§ **Fonte**:
E o dia em que o senhor apareceu com um moço que havia sido roubado na rodoviária e não tinha documento, nada... o senhor o trouxe para casa, acolheu, ajudou, e depois o colocou em um ônibus de volta a Minas Gerais, onde o rapaz vivia. "Já pensou uma situação dessa, num lugar desconhecido, perdido, sem dinheiro, sem endereço, sem nada... cê é besta..." o senhor falou e eu percebi como era bom ter alguém que se importava com os outros, mas eu sabia que era melhor ainda porque o senhor faria qualquer coisa por nós.

E faria mesmo: lembra daquele dia, na quadra de futebol de salão? O cara chutou meu irmão,o senhor estava fora da quadra e de repente já estava lá dentro socando o sujeito...e a confusão...o deixa disso, o senhor dizendo: -"se é louco? machuca meu filho para você ver se eu não te arrebento!" E, todo mundo ficou contra o sujeito. Se fosse outro, talvez tivesse virado briga geral, mas era o senhor, todos respeitavam porque conhecem seu caráter.

São tantas coisas que agora me lembro, mas teria de ficar horas descrevendo. Egoísta que sou, ficaria com todas as lembranças porque elas te manterão sempre comigo.

Só gostaria de lembrar de mais uma coisa entre tantos: do dia em que o senhor comemorou cinquenta anos de casado. Lembro do senhor de braço dado com minha mãe, na igreja, o sorriso mais franco e agradecido e isso me traz à memoria um comentário feito a 29 anos atrás.

Foi no dia em que vocês foram me visitar no seminário. Lembra? Meu orientador, um Frade franciscano, depois que vocês partiram me disse: "A maior herança que seus pais poderiam te deixar é a simplicidade deles.Tente se espelhar nisso!"

Hoje, pai, eu vi que tudo se resume a isso: a simplicidade com que o senhor passou por nossos vidas. Por isso, dói tanto, por isso eu ainda não acredito, por isso eu queria que o senhor soubesse que deixou um pouquinho do senhor em cada um de nós, seus filhos, seus netos, bisnetos.

§ **Dados de origem**:

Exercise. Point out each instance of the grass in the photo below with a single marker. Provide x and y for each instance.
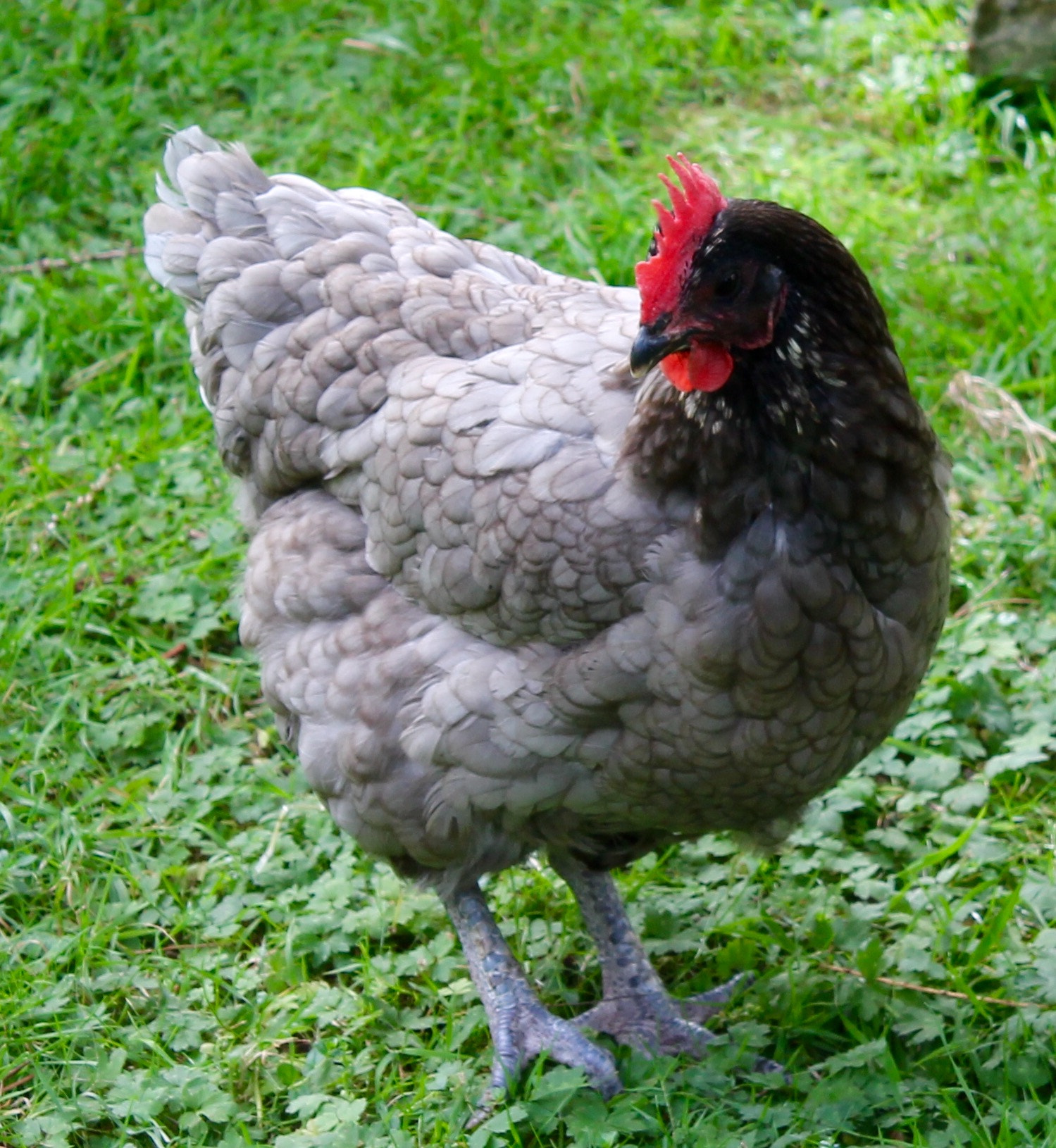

§ **Sobre a tarefa**:
Reproduza sem alterações a passagem do texto que começa nas palavras "São tantas coisas" e termina depois de "29 anos atrás.". A listagem vem de uma fonte diferente da do texto.

§ **Resolução**:
São tantas coisas que agora me lembro, mas teria de ficar horas descrevendo. Egoísta que sou, ficaria com todas as lembranças porque elas te manterão sempre comigo.

Só gostaria de lembrar de mais uma coisa entre tantos: do dia em que o senhor comemorou cinquenta anos de casado. Lembro do senhor de braço dado com minha mãe, na igreja, o sorriso mais franco e agradecido e isso me traz à memoria um comentário feito a 29 anos atrás.